* Exercise prompt: Write out the records that appear below, verbatim and complete, but without pictures.

Natural-language object grounding data:
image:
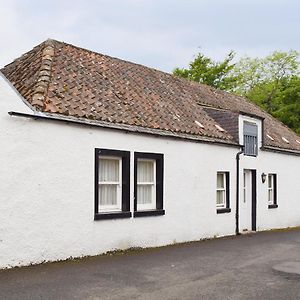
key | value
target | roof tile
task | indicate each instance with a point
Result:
(59, 78)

* Written response:
image:
key | value
target | roof tile
task | indicate each instance with a point
Result:
(59, 78)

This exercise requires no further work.